▶ _Datenauszüge_:
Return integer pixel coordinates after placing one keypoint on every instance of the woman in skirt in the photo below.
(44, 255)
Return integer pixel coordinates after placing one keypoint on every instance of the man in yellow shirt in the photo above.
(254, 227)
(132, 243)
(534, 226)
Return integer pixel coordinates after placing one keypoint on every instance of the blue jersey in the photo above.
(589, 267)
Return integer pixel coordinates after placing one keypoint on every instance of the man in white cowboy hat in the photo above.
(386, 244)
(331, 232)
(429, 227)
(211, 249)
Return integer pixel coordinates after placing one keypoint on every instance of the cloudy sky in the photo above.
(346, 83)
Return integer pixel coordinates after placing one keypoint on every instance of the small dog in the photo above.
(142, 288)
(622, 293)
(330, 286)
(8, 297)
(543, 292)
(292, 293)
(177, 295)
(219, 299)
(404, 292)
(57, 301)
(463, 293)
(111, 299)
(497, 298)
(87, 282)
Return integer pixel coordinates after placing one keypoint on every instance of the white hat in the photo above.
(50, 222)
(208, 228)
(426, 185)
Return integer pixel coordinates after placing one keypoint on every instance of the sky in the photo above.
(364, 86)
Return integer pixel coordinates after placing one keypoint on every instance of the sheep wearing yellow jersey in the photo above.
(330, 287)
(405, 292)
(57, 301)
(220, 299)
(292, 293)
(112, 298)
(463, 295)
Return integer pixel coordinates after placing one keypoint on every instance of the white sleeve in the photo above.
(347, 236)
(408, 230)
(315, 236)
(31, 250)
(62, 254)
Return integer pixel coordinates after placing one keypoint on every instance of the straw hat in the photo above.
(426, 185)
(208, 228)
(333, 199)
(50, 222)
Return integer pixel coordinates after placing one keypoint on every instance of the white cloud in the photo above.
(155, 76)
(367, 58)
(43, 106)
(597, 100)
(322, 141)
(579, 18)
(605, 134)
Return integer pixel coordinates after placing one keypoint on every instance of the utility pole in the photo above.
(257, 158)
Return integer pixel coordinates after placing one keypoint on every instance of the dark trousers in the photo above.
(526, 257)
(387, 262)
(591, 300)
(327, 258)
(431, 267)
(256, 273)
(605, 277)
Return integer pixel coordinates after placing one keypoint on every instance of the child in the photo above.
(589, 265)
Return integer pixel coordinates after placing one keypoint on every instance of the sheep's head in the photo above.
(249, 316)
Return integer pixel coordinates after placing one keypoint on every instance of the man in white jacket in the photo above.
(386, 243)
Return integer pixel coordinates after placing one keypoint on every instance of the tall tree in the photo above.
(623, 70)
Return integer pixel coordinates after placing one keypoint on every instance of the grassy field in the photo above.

▶ _Zu erledigen_: Bitte schreib alle Zeilen oben unverändert noch einmal ab.

▶ _Antwort zur Aufgabe_:
Return integer pixel coordinates after placing one keypoint on every instance of the woman in skirt in the photo below.
(44, 255)
Return integer pixel coordinates after placing one keypoint on every instance of the man in yellow shirt in the photo above.
(254, 227)
(132, 243)
(534, 226)
Return integer pixel coordinates after placing one keypoint on every instance of the blue jersey in the photo above.
(589, 267)
Return integer pixel coordinates after placing one keypoint on every instance of the man in white cowboy hat in the photo above.
(386, 244)
(331, 232)
(429, 227)
(211, 249)
Return integer pixel coordinates after placing one keypoint on every instance of the cloudy sky in the photo above.
(346, 83)
Return integer pixel coordinates after placing one keypoint on every instance of the small dog in the photo above.
(142, 288)
(622, 293)
(330, 286)
(8, 297)
(543, 292)
(292, 293)
(177, 295)
(219, 299)
(404, 292)
(57, 301)
(463, 293)
(111, 299)
(497, 298)
(87, 282)
Return integer pixel coordinates after placing one keypoint on every instance of the white hat in the photo above.
(50, 222)
(208, 228)
(426, 185)
Return integer pixel coordinates after placing one keypoint on every instance of the sky in the photo above.
(364, 86)
Return integer pixel coordinates after placing one keypoint on every instance of the sheep wearing yellow jersey in the photo above.
(330, 287)
(405, 292)
(57, 301)
(220, 299)
(292, 293)
(112, 298)
(463, 295)
Return integer pixel coordinates after placing one keypoint on every instance of the white sleeve in the photo above.
(347, 236)
(408, 230)
(315, 236)
(31, 250)
(62, 254)
Return integer pixel coordinates after placing one keypoint on every instance of the straw hat in the photo above.
(426, 185)
(208, 228)
(333, 199)
(50, 222)
Return integer pixel coordinates after placing one keypoint on every instance of the white cloud in the photo above.
(155, 76)
(367, 58)
(43, 106)
(597, 100)
(322, 141)
(579, 18)
(605, 134)
Return integer pixel coordinates after placing one keypoint on every instance of the utility pole in the photo above.
(257, 158)
Return integer pixel coordinates after placing one keypoint on every instance of the dark trousers in the photo above.
(526, 257)
(387, 262)
(591, 300)
(327, 258)
(431, 267)
(256, 273)
(605, 277)
Return integer pixel coordinates after placing one keypoint on every instance of the child in the photo above.
(589, 265)
Return integer pixel coordinates after placing one keypoint on every instance of the sheep's head in the photo above.
(249, 316)
Return integer pixel coordinates after placing one keypoint on every instance of the man in white jacket in the photo above.
(386, 243)
Return integer pixel coordinates after placing one keypoint on every instance of the tall tree in the photo above.
(623, 70)
Return integer pixel coordinates after placing one keypoint on every instance of the grassy field in the photo above.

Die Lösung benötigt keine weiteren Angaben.